• Texto fornecido
○ ○ ○ ○
Isso, dizem autoridades ocidentais, permite a Moscou continuar a enviar soldados diretamente para as linhas da frente de batalha na mesma proporção em que são mortos ou feridos, por mais mal treinados que sejam.
A Ucrânia não conseguiria igualar as táticas russas, mesmo que tivesse as tropas necessárias, em parte devido a uma atitude diferente em relação às baixas.
Um general sênior foi demitido nas últimas semanas após denúncias de que estaria usando o que se costuma chamar de tática soviética: enviar pessoas para o front.
"Há muitas críticas porque perdemos muitos dos nossos homens devido a uma mentalidade e estratégia de estilo soviéticas”, diz Ivan Stupak, antigo oficial do Serviço de Segurança. "Estamos limitador de pessoal. Não temos outra opção que não seja pensar no nosso pessoal."
Na área em torno de Kharkiv, os avanços russos pararam. Mas no Leste, a tática de desgaste da Rússia registra progressos lentos porém constantes.
"Infelizmente, há muitos russos. E eles estão tentando realizar essa operação em busca de centímetro por centímetro, polegada por polegada, 100 metros por dia, 200 metros por dia. E, infelizmente, é um sucesso para eles." diz Stupak.
Em Kiev há frustração com o ritmo do apoio ocidental. Um alto funcionário reclama que a Ucrânia recebe ajuda suficiente para não perder, mas não o suficiente para vencer.
As autoridades ocidentais reconhecem que 2024 foi um ano difícil para a Ucrânia, com atrasos na chegada da assistência militar dos EUA que colocaram pressão sobre as defesas, custando território e vidas.
"Parece que a estratégia é ir aumentando de pouco em pouco", disse à BBC Oleksandr Merezhko, presidente da comissão parlamentar ucraniana de relações exteriores.
○ ○ ○ ○
• Dados disponíveis
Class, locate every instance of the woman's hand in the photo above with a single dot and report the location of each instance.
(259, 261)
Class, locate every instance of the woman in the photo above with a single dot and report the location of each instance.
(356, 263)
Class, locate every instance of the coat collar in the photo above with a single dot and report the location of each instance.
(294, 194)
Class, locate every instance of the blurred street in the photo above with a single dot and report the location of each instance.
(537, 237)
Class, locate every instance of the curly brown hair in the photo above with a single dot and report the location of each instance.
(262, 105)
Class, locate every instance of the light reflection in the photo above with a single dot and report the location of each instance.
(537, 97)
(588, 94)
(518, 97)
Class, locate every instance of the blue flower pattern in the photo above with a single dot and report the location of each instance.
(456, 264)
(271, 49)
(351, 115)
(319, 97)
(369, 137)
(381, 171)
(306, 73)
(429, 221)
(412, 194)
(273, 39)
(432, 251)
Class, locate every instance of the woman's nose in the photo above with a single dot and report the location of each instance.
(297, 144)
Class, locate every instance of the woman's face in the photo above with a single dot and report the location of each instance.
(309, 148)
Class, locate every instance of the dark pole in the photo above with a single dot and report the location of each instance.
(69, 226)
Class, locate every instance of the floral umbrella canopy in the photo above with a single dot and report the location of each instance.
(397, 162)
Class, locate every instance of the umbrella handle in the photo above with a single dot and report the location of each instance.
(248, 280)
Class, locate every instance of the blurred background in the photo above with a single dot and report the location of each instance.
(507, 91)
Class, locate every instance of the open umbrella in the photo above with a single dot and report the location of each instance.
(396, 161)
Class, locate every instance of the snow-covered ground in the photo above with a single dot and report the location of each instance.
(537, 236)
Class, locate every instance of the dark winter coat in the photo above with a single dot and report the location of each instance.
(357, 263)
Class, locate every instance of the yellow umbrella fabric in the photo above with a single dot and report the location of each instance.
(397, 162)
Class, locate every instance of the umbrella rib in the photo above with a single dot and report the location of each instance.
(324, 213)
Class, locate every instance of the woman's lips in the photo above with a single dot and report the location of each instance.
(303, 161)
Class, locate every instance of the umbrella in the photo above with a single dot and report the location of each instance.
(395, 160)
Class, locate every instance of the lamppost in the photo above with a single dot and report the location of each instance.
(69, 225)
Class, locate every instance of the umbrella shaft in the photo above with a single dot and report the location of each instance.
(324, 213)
○ ○ ○ ○
• Enunciado
Reescreva o trecho do texto fornecido que vai de "Em Kiev há frustração" até "território e vidas.", trocando "apoio ocidental" por "auxílio ocidental". A listagem não tem nenhum papel nesta atividade.

• Resposta do exercício
Em Kiev há frustração com o ritmo do auxílio ocidental. Um alto funcionário reclama que a Ucrânia recebe ajuda suficiente para não perder, mas não o suficiente para vencer.
As autoridades ocidentais reconhecem que 2024 foi um ano difícil para a Ucrânia, com atrasos na chegada da assistência militar dos EUA que colocaram pressão sobre as defesas, custando território e vidas.